**Passage shown**
==*==
Joyful Noise

THOSE WHO HEAR NOT THE MUSIC THINK THE DANCERS MAD.

Saturday, July 23, 2005

It's all new for me!

My first post. I better do it right.

Have you ever felt that way about anything new?

I'm also a new mom. I better get that right.

Just so you know, I'm the sister-in-law to Life in the Shoe, the aunt to the By-log, and long time friend and singing pal to ITF. And, in February, I just had a baby. His name is Blaine. He's just the sweetest thing that has ever happened to me. Two and a half years before that, I married Phil. He's the growingest thing that ever happened to me. I have lots of thoughts on marriage and mothering. Today I'll give you random parenting thoughts.

Parenting is so important. Why on earth wouldn't you take every opportunity to do it well. Read books, attend classes, watch videos, search the Scripture...there is so much godly parenting advice out there, why wouldn't you seek it out and use what fits you and your situation? Do you really think that children just raise themselves and that the way you were raised is the ultimate in parenting?

I have friends that just float through parenting with seemingly little thought about how to do it best. They aren't bad parents; they just don't seem to feel any urgency. I feel urgency. I want nothing more for my children than for them to grow up to serve God. Really serve Him. Make a difference WHEREVER God calls them. I ask God almost every day to help me be an effective parent so that Blaine will choose to follow Christ as a teenager and adult. I ask God that he will give us wisdom to train him up in the gifts that he has been given so that he has the skills in place to do the work God will call him to. I don't want to waste God's time with my children. I want to do everything I can to prepare them to be effectime emissaries for God. (I only have one at the moment, but anticipate more in the future--no, no, no, none on the way, yet!)
==*==
**Written task 1**
Retype the records below, every line of them, without any changes.
The blog post and the records are unrelated to each other.
==*==
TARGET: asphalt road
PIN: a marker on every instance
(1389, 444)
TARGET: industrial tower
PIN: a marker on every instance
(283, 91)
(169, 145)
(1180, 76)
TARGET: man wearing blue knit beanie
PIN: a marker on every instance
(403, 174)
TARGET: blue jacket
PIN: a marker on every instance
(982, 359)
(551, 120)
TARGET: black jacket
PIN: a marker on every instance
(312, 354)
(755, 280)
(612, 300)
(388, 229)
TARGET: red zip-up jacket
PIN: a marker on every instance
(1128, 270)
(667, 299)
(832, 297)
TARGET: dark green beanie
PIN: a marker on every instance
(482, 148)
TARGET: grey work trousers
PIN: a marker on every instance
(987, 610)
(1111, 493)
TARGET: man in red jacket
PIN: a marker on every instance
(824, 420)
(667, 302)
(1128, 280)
==*==
**Written task 2**
From the blog post, reproduce word for word the stretch that begins at the words "I'm also a new" and stops after "random parenting thoughts.".

**Full solution 1**
TARGET: asphalt road
PIN: a marker on every instance
(1389, 444)
TARGET: industrial tower
PIN: a marker on every instance
(283, 91)
(169, 145)
(1180, 76)
TARGET: man wearing blue knit beanie
PIN: a marker on every instance
(403, 174)
TARGET: blue jacket
PIN: a marker on every instance
(982, 359)
(551, 120)
TARGET: black jacket
PIN: a marker on every instance
(312, 354)
(755, 280)
(612, 300)
(388, 229)
TARGET: red zip-up jacket
PIN: a marker on every instance
(1128, 270)
(667, 299)
(832, 297)
TARGET: dark green beanie
PIN: a marker on every instance
(482, 148)
TARGET: grey work trousers
PIN: a marker on every instance
(987, 610)
(1111, 493)
TARGET: man in red jacket
PIN: a marker on every instance
(824, 420)
(667, 302)
(1128, 280)

**Full solution 2**
I'm also a new mom. I better get that right.

Just so you know, I'm the sister-in-law to Life in the Shoe, the aunt to the By-log, and long time friend and singing pal to ITF. And, in February, I just had a baby. His name is Blaine. He's just the sweetest thing that has ever happened to me. Two and a half years before that, I married Phil. He's the growingest thing that ever happened to me. I have lots of thoughts on marriage and mothering. Today I'll give you random parenting thoughts.